- **Exercise directions**
Once you find the line with "If you could tag each instance of the elderly" in the entries below, return exactly every line from it through the line with "If you could tag each instance of the green".
───── Information ─────
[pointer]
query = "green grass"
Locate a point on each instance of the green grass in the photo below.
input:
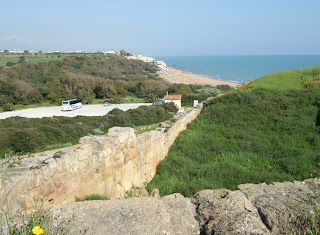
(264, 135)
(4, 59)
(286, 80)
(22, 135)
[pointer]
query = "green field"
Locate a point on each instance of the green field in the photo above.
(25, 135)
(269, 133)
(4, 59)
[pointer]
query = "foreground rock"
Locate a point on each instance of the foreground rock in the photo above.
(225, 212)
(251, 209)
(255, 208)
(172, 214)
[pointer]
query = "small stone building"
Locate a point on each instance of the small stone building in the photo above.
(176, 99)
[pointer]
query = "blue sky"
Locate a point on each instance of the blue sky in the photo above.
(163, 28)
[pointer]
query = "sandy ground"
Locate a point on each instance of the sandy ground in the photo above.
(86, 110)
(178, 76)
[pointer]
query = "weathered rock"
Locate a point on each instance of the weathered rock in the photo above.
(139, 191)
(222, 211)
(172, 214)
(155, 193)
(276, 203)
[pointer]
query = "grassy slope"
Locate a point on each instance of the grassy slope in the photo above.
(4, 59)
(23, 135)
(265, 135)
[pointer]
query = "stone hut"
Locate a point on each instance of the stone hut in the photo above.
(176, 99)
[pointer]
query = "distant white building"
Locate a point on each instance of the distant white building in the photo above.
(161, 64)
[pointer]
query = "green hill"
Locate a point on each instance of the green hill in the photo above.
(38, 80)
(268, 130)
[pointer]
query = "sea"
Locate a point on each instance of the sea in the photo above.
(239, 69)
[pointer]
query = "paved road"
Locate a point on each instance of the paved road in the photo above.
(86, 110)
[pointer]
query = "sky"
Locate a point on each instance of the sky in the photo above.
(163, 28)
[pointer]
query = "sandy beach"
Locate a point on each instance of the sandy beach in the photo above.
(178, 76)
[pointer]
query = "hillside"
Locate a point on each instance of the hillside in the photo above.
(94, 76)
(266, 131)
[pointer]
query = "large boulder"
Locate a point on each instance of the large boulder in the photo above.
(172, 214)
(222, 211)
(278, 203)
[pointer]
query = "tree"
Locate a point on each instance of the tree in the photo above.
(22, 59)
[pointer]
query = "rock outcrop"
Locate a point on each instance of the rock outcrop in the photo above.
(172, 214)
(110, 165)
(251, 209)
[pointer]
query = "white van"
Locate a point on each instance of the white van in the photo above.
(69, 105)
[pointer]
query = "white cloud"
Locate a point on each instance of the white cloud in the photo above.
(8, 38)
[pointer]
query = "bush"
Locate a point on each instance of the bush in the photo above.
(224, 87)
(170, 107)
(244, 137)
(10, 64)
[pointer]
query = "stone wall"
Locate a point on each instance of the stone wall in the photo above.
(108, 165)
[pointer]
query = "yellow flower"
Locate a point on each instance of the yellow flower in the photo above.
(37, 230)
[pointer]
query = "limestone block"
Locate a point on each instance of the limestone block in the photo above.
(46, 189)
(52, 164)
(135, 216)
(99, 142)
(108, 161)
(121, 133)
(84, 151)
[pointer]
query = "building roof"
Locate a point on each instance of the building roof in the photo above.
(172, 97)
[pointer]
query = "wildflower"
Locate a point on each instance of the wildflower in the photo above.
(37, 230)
─────
───── Information ─────
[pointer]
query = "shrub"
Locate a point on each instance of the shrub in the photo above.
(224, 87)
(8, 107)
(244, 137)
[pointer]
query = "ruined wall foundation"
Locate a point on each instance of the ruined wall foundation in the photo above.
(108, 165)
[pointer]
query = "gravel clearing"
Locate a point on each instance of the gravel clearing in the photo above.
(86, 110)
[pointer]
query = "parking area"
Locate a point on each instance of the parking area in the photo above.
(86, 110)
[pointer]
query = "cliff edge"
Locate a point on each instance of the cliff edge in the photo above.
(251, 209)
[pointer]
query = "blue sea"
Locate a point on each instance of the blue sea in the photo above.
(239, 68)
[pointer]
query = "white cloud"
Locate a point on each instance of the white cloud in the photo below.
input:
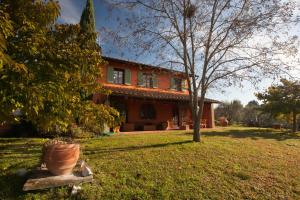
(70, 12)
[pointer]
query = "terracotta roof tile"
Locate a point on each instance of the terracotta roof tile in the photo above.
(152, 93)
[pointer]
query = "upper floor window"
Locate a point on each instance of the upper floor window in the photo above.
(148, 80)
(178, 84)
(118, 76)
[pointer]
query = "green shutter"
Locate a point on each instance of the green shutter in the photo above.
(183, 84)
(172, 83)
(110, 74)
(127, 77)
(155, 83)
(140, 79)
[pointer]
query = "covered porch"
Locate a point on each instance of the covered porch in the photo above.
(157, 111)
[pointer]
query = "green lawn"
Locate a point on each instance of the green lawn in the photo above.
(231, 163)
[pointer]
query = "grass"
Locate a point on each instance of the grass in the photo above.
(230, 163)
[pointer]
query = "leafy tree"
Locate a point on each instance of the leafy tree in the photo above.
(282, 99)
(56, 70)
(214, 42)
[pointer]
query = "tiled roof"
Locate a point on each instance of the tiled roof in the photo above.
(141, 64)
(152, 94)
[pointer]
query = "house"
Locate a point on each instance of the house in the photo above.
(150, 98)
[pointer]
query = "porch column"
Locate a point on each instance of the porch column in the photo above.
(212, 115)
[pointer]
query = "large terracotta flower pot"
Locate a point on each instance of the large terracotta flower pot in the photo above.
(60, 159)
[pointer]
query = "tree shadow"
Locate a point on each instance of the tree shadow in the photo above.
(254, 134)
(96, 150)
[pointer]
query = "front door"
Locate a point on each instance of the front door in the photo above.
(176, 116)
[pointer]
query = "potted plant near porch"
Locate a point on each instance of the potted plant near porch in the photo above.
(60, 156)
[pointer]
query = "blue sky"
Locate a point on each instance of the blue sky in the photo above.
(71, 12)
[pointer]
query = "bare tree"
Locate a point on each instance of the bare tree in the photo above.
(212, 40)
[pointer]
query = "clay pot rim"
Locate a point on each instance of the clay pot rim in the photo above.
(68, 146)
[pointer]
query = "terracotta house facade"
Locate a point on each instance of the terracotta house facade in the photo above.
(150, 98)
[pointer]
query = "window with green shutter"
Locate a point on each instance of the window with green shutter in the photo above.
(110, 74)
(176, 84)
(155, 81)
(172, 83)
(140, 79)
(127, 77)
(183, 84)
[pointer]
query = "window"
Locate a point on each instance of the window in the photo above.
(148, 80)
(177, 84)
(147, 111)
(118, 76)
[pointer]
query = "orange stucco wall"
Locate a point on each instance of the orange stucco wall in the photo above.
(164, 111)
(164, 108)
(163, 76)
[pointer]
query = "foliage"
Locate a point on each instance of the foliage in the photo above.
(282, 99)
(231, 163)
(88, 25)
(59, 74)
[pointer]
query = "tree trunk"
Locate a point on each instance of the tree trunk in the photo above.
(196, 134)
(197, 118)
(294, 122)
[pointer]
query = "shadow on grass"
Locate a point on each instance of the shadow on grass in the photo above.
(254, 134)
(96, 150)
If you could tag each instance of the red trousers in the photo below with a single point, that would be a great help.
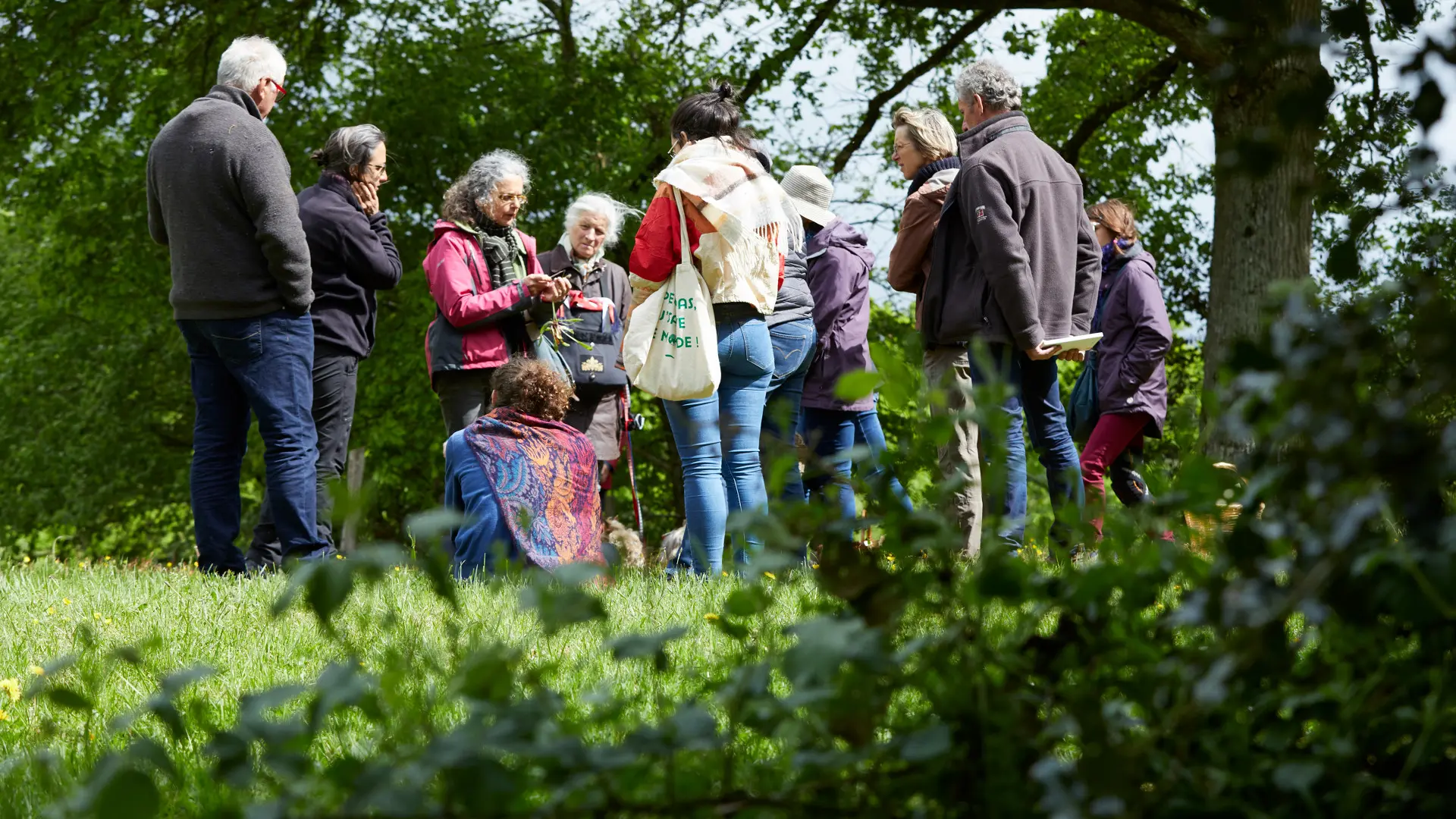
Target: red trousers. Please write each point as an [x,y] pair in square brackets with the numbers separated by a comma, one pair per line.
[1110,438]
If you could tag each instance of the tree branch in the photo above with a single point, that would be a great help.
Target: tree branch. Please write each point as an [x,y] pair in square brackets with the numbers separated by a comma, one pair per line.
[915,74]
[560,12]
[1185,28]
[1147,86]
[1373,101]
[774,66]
─────
───── Information ─────
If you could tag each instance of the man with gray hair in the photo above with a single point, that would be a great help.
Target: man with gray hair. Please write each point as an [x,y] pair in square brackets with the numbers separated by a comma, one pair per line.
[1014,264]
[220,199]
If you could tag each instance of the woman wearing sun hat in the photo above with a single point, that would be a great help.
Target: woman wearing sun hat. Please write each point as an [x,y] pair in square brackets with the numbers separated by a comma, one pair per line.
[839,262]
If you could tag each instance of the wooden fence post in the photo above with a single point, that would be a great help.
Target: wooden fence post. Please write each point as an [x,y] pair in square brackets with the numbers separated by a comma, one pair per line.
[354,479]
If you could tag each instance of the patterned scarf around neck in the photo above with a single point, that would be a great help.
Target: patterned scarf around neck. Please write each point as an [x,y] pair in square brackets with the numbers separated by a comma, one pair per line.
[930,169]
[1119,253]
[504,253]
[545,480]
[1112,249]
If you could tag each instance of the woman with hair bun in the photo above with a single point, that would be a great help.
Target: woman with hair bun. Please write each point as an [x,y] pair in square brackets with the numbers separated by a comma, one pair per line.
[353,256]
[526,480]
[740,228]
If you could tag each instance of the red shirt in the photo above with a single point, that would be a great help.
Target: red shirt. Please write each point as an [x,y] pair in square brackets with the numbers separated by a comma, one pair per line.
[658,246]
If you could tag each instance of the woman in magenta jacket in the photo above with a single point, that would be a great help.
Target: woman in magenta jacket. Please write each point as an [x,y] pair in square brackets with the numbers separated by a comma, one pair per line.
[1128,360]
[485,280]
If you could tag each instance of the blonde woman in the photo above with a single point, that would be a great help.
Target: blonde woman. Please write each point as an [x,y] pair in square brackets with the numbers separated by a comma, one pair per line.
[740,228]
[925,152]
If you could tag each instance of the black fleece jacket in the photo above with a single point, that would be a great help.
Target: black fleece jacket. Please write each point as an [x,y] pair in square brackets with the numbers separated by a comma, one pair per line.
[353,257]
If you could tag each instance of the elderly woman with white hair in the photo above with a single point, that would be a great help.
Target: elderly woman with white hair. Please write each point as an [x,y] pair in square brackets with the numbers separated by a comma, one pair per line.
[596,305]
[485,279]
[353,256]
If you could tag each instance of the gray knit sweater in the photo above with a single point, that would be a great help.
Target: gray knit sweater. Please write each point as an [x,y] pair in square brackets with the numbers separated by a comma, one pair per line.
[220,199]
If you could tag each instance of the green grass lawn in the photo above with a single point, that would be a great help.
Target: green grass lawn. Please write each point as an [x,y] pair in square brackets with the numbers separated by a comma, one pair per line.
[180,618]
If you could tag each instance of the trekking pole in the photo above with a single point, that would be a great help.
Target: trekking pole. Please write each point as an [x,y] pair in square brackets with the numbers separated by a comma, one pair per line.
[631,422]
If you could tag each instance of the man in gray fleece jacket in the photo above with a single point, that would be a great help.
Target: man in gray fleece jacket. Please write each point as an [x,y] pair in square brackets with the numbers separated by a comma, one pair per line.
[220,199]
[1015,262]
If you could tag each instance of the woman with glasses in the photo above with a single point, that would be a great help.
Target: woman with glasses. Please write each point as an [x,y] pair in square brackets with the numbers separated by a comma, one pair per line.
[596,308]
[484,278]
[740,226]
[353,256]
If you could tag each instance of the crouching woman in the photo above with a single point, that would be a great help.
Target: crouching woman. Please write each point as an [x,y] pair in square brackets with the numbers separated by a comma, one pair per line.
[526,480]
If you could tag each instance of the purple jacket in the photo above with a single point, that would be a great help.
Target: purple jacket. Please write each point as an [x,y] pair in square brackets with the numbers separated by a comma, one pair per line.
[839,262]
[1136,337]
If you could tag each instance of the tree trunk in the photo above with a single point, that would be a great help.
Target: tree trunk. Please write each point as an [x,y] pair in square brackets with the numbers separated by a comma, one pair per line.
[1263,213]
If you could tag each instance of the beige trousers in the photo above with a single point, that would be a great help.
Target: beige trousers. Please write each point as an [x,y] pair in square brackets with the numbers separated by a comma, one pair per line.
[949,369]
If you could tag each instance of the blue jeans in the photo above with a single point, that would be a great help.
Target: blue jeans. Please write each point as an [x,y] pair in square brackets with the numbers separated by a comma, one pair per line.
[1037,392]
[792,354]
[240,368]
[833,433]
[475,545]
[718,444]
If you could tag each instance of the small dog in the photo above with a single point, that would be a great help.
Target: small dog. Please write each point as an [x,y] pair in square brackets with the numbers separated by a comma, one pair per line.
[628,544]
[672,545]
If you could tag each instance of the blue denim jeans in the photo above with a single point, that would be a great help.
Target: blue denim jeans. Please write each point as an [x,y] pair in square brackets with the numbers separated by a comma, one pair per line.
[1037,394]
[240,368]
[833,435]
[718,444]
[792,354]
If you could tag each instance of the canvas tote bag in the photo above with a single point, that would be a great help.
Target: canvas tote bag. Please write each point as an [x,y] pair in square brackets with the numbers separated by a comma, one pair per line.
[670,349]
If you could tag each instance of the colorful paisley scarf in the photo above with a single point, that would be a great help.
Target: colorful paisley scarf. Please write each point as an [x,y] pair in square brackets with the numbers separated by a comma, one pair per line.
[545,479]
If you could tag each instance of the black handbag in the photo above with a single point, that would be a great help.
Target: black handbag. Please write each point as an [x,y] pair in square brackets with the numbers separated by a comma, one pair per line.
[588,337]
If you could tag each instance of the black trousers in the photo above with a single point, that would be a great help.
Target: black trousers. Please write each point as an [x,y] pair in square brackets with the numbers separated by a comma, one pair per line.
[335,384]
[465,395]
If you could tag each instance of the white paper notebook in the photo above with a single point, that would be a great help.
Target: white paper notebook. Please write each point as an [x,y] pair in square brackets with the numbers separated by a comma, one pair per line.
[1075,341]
─────
- **Answer area**
If you could tag each instance of the elderly woman with white hair in the photo above with a single point, that would be a great help.
Target: elderly woman with white hair. Please write each point as an [x,y] pair in square brackets with the numbers separated by a comma, one pair per line.
[596,305]
[485,279]
[353,256]
If you could tag each instance of the gray knit sweater in the photo above with a single point, that would be a great help.
Target: gray knit sweater. Please write each point as an [x,y] pair in square brackets with the numbers separated by a comma, one pair per line.
[220,199]
If you could tag each instance of the green grass lawn in the photo above with a single point, that would be a great help.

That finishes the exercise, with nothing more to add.